Task to complete:
Write out the lines below, starting at the line containing "negative clicks: (88, 93) (67, 94)" and continuing through the line containing "positive clicks: (154, 100) (154, 38)", with both of those lines included.

Excerpted records:
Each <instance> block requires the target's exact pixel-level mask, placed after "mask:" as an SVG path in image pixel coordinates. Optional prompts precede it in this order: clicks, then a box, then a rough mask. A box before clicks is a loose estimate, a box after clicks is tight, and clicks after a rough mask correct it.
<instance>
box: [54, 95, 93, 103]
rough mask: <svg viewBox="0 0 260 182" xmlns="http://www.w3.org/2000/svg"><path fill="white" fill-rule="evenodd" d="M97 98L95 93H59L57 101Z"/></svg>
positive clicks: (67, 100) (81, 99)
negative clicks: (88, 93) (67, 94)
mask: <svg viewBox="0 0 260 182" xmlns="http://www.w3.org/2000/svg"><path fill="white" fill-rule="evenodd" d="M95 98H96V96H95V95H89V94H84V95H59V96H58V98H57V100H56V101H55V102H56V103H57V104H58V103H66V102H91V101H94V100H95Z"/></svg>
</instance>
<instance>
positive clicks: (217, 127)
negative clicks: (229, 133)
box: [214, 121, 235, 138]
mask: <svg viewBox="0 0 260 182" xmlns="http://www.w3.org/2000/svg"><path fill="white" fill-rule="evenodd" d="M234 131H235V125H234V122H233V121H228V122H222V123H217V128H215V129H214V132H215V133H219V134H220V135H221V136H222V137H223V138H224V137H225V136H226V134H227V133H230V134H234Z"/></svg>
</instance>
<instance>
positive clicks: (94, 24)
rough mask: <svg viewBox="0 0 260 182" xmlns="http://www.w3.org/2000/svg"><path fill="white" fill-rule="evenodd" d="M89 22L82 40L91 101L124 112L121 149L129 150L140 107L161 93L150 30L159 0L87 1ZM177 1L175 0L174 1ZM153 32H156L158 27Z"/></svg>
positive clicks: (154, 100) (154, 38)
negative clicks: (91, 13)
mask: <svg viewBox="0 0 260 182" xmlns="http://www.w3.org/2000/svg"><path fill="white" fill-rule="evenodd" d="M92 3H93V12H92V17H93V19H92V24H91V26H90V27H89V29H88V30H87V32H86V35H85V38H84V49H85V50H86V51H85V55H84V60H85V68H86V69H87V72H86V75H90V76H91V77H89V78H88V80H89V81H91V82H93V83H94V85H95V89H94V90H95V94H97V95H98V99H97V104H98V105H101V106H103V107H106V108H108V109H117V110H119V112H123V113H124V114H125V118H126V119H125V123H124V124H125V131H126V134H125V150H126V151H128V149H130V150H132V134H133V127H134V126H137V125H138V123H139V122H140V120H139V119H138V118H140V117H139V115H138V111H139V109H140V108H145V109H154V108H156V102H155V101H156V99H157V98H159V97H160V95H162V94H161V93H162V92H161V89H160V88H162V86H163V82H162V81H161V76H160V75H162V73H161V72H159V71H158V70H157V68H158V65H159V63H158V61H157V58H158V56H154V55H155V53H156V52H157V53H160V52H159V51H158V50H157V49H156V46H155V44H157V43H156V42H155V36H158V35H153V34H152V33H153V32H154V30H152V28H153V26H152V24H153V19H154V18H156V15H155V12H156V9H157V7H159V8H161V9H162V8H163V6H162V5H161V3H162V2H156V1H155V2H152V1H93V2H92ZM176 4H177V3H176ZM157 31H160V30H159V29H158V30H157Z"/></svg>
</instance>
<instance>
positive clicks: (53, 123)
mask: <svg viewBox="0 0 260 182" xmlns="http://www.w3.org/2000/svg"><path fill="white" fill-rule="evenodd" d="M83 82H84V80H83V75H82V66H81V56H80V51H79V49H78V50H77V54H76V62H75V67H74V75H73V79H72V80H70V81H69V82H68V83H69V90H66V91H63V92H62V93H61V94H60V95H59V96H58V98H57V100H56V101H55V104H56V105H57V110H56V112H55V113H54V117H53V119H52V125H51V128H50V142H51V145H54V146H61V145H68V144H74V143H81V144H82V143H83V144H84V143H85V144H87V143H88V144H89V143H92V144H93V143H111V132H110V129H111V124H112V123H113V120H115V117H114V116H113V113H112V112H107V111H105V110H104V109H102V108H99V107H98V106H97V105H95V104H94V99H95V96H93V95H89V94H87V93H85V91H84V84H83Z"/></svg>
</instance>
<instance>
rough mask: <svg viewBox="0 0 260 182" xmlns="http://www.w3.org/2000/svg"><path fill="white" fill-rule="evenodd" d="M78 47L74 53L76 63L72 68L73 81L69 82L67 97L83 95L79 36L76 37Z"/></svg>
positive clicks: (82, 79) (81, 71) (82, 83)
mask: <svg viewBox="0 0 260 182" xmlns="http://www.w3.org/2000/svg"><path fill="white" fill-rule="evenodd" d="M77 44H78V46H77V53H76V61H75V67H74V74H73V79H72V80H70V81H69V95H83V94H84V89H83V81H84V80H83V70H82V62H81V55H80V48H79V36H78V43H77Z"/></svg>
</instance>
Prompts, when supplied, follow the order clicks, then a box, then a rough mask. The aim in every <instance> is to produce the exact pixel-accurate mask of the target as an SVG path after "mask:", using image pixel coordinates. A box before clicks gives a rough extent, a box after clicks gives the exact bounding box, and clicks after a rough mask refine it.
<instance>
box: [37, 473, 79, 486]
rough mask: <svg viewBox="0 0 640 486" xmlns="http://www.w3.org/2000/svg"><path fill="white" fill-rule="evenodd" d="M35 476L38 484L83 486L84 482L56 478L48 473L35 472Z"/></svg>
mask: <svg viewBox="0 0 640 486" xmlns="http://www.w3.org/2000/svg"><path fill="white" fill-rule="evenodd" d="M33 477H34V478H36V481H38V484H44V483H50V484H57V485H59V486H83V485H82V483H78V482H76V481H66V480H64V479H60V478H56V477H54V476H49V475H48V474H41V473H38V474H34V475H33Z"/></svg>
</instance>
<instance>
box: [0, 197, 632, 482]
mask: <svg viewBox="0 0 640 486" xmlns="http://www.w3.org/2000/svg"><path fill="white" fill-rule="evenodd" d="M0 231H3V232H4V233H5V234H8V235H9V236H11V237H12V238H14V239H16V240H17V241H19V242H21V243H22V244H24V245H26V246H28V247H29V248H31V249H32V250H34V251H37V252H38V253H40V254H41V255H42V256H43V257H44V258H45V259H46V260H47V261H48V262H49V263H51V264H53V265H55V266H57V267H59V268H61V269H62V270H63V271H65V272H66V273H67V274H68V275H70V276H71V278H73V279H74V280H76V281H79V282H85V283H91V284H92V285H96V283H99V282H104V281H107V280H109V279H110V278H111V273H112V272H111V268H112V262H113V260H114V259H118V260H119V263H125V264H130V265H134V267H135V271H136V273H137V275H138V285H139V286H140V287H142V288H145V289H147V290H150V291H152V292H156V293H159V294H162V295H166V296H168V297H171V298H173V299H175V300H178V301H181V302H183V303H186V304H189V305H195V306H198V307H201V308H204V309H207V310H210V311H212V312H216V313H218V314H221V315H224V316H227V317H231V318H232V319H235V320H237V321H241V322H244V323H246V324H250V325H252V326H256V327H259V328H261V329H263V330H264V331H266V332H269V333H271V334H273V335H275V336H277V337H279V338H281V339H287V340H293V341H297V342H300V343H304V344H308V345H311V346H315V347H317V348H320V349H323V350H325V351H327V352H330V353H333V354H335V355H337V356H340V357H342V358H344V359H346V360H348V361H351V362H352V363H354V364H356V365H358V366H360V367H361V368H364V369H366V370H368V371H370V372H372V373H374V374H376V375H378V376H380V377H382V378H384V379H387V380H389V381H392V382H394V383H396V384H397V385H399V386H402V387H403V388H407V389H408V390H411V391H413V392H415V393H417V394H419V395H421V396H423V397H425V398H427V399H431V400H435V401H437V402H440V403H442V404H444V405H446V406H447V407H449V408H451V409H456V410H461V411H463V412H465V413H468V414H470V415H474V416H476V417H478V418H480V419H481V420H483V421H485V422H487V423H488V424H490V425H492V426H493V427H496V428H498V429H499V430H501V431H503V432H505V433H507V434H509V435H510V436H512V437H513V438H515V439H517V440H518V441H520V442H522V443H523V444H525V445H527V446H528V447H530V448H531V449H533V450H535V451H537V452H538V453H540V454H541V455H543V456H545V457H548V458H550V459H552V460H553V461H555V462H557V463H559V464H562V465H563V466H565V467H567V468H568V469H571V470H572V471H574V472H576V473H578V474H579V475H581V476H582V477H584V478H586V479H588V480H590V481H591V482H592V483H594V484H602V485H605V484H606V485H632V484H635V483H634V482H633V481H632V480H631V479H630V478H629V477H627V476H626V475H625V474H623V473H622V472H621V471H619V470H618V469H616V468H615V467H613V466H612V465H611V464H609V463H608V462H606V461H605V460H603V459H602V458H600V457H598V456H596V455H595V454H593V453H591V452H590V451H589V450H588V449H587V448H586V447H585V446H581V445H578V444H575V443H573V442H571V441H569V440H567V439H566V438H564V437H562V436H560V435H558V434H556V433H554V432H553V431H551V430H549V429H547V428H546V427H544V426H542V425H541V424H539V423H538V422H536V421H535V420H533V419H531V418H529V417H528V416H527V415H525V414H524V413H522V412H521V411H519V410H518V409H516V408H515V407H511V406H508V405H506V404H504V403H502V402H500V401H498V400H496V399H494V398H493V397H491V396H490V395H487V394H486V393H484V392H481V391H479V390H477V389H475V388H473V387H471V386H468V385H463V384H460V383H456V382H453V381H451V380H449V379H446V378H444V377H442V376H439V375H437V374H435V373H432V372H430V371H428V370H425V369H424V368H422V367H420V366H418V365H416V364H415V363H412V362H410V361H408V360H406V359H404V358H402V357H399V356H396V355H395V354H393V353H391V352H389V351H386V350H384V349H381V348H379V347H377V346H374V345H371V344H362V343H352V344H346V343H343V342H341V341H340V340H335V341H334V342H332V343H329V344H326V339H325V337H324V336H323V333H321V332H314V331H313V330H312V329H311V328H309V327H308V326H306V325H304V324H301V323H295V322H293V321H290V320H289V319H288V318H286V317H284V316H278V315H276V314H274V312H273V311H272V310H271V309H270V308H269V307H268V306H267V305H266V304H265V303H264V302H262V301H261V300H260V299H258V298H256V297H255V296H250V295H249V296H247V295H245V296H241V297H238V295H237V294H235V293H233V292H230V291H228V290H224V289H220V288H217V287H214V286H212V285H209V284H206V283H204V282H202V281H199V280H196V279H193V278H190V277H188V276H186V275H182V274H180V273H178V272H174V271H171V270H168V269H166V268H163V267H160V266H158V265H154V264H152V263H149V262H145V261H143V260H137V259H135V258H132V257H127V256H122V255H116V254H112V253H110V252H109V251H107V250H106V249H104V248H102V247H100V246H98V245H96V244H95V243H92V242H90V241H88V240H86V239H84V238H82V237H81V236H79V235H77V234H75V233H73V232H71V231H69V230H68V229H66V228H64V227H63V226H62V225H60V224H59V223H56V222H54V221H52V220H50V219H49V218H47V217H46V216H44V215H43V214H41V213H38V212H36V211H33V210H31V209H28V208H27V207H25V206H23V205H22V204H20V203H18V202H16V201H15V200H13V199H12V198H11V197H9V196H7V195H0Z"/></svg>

Task answer:
negative clicks: (88, 93) (67, 94)
mask: <svg viewBox="0 0 260 182" xmlns="http://www.w3.org/2000/svg"><path fill="white" fill-rule="evenodd" d="M95 98H96V96H95V95H89V94H84V95H59V96H58V98H57V100H56V101H55V102H56V103H57V104H58V103H66V102H91V101H94V100H95Z"/></svg>
</instance>
<instance>
positive clicks: (217, 127)
negative clicks: (229, 133)
box: [214, 121, 235, 138]
mask: <svg viewBox="0 0 260 182" xmlns="http://www.w3.org/2000/svg"><path fill="white" fill-rule="evenodd" d="M234 131H235V125H234V122H233V121H228V122H222V123H217V128H215V129H214V132H215V133H219V134H220V135H221V136H222V137H223V138H224V137H225V136H226V134H227V133H230V134H234Z"/></svg>
</instance>
<instance>
positive clicks: (94, 24)
rough mask: <svg viewBox="0 0 260 182" xmlns="http://www.w3.org/2000/svg"><path fill="white" fill-rule="evenodd" d="M89 22L82 40L91 101L124 112L121 149L129 150L140 107L161 93L150 30L159 0L87 1ZM177 1L175 0L174 1ZM153 32H156L158 27Z"/></svg>
positive clicks: (154, 100) (154, 38)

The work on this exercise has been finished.